INSTRUCTIONS TO FOLLOW
Output the entries word for word. Omit images.

PROVIDED DATA
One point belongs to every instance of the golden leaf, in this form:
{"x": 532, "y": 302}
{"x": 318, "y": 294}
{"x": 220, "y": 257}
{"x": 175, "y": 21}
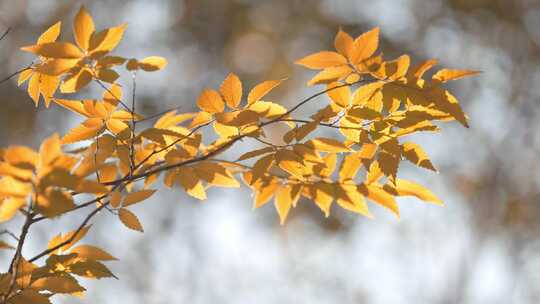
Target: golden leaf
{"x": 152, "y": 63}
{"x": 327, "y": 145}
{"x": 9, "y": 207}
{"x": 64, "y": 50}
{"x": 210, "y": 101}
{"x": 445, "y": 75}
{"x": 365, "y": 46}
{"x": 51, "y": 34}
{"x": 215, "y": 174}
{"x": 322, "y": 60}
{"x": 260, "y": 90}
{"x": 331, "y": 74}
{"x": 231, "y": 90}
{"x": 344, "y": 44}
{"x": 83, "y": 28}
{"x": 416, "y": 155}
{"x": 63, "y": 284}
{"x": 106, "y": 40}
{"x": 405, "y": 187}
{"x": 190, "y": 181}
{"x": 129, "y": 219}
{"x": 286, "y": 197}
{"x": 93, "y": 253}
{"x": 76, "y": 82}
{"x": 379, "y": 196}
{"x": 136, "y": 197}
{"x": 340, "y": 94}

EXPECTED OUTPUT
One point belongs to every instance of the golden leaf, in this form:
{"x": 532, "y": 302}
{"x": 318, "y": 294}
{"x": 220, "y": 257}
{"x": 175, "y": 21}
Target: golden leaf
{"x": 152, "y": 63}
{"x": 327, "y": 145}
{"x": 9, "y": 207}
{"x": 64, "y": 50}
{"x": 210, "y": 101}
{"x": 445, "y": 75}
{"x": 365, "y": 46}
{"x": 51, "y": 34}
{"x": 215, "y": 174}
{"x": 322, "y": 60}
{"x": 260, "y": 90}
{"x": 331, "y": 74}
{"x": 231, "y": 90}
{"x": 344, "y": 44}
{"x": 83, "y": 28}
{"x": 416, "y": 155}
{"x": 63, "y": 284}
{"x": 106, "y": 40}
{"x": 405, "y": 187}
{"x": 190, "y": 181}
{"x": 129, "y": 219}
{"x": 286, "y": 197}
{"x": 93, "y": 253}
{"x": 76, "y": 82}
{"x": 379, "y": 196}
{"x": 136, "y": 197}
{"x": 340, "y": 94}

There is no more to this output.